▸ GIVEN PASSAGE:
A Thermodynamically-Consistent Non-Ideal Stochastic Hard-Sphere Fluid
A. Donev, B. J. Alder, A. L. Garcia

TL;DR
This paper introduces a grid-free, thermodynamically consistent stochastic simulation method for dense fluids, accurately capturing microscopic and hydrodynamic behaviors, and validated through theoretical and particle-based comparisons.
Contribution
It develops the Isotropic DSMC algorithm with non-ideal collision rules, creating a thermodynamically consistent stochastic fluid model that matches deterministic systems and hydrodynamic theories.
Findings
The SHSD fluid matches the structure factor and compressibility of real dense fluids.
Transport coefficients from kinetic theory agree with particle simulations.
Velocity autocorrelation exhibits long-time tails consistent with hydrodynamics.

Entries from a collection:
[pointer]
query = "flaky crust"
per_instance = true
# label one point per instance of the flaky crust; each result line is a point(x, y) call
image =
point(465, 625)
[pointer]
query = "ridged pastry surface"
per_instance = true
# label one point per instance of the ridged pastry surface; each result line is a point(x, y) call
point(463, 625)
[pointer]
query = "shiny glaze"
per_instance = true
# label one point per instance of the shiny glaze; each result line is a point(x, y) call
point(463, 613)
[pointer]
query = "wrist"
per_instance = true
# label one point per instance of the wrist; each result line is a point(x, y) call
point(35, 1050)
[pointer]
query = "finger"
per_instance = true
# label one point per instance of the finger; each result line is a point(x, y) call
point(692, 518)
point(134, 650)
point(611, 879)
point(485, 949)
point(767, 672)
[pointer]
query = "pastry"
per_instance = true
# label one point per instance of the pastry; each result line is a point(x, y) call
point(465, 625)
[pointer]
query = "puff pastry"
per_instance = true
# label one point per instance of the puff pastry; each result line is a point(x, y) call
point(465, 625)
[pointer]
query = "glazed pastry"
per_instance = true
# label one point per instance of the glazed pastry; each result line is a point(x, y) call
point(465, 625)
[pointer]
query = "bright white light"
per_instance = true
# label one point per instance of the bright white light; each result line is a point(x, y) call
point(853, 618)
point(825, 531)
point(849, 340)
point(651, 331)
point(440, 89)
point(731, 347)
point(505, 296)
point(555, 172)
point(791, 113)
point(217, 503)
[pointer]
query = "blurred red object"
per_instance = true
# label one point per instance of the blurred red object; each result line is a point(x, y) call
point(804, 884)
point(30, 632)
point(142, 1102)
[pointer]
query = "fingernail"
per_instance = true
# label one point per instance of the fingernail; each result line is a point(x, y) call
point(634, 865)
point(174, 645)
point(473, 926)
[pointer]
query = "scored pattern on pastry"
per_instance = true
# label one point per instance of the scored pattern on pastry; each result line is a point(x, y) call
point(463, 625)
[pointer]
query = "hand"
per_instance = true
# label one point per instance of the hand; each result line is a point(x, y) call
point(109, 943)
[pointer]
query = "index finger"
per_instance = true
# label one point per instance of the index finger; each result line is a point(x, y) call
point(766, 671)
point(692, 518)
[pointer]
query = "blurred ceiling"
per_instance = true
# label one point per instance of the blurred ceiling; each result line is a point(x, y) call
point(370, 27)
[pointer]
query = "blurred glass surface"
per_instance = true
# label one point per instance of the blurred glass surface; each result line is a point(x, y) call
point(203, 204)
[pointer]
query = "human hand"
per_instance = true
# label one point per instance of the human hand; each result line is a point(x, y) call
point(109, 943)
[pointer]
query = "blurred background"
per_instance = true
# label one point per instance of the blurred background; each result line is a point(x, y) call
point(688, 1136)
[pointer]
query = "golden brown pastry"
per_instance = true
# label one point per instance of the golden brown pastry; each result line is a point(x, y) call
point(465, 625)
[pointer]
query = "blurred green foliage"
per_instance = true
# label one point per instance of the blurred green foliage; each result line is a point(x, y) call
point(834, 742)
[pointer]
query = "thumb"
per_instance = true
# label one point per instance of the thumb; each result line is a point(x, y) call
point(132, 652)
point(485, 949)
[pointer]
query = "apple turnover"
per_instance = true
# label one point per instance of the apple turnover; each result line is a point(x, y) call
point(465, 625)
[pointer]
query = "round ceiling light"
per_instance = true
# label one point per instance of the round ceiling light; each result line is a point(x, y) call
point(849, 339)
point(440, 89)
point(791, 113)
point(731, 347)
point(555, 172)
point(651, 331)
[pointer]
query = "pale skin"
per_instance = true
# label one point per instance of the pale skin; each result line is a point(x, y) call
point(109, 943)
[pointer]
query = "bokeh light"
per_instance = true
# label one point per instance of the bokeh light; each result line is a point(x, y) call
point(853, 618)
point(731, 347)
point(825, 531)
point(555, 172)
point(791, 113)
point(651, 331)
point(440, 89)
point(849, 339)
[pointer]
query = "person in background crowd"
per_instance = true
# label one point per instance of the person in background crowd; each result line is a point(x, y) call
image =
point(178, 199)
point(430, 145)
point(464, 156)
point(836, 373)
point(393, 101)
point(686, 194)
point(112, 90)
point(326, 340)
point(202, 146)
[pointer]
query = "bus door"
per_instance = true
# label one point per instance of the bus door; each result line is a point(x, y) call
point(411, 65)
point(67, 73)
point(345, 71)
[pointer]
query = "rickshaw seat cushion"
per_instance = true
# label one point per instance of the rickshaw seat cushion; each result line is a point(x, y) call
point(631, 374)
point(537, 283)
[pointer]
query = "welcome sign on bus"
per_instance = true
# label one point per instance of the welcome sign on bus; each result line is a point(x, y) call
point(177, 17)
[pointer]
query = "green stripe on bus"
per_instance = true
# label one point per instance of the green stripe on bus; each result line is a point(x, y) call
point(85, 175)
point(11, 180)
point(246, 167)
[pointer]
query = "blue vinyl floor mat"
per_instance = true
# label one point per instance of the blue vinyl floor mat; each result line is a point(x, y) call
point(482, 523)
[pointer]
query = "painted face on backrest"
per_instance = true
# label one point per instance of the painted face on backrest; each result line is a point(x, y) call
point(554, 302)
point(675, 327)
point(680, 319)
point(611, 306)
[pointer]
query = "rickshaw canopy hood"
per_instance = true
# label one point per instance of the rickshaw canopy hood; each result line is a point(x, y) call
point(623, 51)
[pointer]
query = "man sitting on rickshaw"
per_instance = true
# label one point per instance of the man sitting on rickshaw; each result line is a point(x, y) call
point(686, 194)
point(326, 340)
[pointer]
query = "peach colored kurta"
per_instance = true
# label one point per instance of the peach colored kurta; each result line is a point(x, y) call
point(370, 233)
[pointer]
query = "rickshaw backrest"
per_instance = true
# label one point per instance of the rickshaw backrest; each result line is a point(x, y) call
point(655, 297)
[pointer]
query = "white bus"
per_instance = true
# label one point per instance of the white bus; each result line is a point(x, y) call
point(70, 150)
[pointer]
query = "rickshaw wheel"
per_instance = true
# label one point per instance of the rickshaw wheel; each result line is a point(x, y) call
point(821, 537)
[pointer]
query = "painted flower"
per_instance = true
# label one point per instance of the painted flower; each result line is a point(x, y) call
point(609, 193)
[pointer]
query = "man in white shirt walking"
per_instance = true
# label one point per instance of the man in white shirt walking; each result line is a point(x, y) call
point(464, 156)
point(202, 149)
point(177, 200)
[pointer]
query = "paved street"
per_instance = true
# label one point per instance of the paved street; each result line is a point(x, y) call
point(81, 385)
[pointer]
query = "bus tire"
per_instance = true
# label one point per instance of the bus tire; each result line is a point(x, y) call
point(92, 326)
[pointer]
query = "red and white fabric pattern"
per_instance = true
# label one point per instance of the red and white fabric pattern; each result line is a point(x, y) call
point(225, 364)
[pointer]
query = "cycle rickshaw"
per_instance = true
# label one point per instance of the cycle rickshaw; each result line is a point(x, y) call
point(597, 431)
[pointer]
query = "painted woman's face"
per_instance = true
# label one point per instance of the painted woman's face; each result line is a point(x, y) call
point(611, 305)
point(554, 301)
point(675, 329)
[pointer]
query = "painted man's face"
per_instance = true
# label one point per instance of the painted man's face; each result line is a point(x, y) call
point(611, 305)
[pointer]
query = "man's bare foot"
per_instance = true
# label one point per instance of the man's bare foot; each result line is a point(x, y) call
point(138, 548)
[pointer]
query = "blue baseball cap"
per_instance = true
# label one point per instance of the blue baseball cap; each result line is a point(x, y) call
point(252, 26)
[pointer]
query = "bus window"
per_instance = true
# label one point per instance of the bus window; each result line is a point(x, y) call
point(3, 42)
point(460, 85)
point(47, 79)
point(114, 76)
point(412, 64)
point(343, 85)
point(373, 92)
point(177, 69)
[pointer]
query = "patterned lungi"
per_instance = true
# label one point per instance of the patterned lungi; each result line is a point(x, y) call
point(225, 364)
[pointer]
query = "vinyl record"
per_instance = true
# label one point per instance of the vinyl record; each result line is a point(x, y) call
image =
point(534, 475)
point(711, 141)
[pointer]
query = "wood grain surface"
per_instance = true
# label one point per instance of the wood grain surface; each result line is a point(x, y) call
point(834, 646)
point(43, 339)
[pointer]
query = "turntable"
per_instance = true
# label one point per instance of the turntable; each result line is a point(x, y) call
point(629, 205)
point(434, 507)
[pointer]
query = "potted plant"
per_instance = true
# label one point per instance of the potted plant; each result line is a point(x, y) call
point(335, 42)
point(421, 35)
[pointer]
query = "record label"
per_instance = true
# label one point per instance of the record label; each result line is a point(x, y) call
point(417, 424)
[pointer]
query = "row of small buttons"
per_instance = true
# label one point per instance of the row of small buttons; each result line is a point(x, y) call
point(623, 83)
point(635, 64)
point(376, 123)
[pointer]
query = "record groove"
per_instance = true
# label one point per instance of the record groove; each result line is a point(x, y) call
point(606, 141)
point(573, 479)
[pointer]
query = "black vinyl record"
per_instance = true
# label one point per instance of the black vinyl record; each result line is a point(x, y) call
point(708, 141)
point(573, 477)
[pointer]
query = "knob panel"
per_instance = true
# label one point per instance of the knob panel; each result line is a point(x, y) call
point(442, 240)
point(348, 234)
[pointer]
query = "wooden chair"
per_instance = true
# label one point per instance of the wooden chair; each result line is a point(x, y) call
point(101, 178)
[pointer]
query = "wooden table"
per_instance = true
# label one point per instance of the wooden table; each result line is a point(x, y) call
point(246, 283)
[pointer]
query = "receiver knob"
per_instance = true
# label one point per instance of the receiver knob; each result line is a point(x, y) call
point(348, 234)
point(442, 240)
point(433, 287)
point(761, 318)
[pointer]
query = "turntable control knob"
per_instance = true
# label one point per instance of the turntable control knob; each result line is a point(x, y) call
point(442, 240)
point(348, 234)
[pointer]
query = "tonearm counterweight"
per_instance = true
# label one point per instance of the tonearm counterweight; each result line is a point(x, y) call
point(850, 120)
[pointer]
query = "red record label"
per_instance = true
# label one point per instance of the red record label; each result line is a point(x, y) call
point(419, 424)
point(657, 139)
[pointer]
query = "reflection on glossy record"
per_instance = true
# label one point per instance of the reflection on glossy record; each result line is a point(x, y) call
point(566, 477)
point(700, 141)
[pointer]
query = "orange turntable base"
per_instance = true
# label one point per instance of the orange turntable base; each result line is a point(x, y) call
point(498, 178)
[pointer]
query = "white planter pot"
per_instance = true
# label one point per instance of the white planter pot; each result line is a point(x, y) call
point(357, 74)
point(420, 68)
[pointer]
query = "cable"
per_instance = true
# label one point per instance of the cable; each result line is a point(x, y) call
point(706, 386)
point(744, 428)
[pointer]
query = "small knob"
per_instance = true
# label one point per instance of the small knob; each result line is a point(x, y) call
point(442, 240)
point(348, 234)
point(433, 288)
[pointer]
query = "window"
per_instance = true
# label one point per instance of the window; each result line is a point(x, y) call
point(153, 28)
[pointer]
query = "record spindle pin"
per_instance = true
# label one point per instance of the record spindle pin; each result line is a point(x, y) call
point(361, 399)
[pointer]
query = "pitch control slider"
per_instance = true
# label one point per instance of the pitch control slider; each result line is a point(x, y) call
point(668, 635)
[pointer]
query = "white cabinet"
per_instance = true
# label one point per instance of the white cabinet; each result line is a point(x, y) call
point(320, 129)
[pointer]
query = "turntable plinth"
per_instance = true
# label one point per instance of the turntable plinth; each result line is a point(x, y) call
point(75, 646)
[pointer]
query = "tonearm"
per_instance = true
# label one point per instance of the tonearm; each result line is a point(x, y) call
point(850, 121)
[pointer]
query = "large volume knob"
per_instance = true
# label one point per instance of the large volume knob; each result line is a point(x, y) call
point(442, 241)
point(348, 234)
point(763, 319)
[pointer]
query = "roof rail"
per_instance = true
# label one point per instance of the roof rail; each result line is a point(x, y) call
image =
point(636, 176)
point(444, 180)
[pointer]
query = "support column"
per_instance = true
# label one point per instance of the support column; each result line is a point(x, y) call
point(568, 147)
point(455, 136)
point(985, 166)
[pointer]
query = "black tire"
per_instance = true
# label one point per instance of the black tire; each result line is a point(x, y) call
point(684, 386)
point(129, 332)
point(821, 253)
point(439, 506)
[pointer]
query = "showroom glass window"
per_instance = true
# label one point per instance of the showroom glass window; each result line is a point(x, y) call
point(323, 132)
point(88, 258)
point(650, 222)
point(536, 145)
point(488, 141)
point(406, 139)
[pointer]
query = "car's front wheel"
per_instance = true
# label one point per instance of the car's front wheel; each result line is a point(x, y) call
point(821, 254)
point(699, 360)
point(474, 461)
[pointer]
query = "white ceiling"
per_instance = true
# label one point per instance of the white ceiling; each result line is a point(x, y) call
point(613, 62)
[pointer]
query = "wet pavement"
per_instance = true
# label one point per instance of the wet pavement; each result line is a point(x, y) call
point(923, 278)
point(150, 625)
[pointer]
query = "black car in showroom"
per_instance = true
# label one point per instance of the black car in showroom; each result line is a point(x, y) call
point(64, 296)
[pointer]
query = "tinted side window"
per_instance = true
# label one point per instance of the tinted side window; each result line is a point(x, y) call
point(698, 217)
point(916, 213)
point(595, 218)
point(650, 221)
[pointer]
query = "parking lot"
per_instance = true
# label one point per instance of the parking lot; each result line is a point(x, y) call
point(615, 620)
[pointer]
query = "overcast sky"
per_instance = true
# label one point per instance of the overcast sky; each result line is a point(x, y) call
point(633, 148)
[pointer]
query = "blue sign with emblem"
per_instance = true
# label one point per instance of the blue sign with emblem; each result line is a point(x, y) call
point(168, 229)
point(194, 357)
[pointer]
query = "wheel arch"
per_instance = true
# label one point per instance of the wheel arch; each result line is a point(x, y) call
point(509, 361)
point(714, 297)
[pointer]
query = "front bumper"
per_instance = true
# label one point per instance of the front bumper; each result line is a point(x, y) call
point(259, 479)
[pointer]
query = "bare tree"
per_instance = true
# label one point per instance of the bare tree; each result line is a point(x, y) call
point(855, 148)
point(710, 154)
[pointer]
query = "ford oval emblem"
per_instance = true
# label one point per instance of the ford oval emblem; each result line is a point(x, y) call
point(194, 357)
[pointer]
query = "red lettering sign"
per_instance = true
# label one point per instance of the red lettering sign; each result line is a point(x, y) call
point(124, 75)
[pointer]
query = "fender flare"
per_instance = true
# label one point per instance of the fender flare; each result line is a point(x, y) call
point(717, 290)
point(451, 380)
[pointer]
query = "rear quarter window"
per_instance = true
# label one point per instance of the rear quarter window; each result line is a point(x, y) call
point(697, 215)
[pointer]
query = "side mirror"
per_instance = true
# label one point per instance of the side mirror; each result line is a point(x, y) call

▸ WHAT YOU NEED TO DO:
1 – Reproduce the part of the paper summary from "A Thermodynamically-Consistent Non-Ideal" to "and particle-based comparisons." without any changes.
2 – Answer these questions using the paper summary:
(a) Which algorithm does the work develop?
(b) What do the transport coefficients from kinetic theory agree with?
(c) What does the velocity autocorrelation exhibit?
3 – Summarize the paper summary in two sentences.

▸ OUTPUTS:
1 –
A Thermodynamically-Consistent Non-Ideal Stochastic Hard-Sphere Fluid
A. Donev, B. J. Alder, A. L. Garcia

TL;DR
This paper introduces a grid-free, thermodynamically consistent stochastic simulation method for dense fluids, accurately capturing microscopic and hydrodynamic behaviors, and validated through theoretical and particle-based comparisons.

2 –
(a) The Isotropic DSMC algorithm with non-ideal collision rules.
(b) Particle simulations.
(c) Long-time tails consistent with hydrodynamics.

3 – The paper introduces a grid-free, thermodynamically consistent stochastic simulation method for dense fluids by developing the Isotropic DSMC algorithm with non-ideal collision rules. The resulting SHSD fluid matches the structure factor and compressibility of real dense fluids, its kinetic-theory transport coefficients agree with particle simulations, and its velocity autocorrelation exhibits long-time tails consistent with hydrodynamics.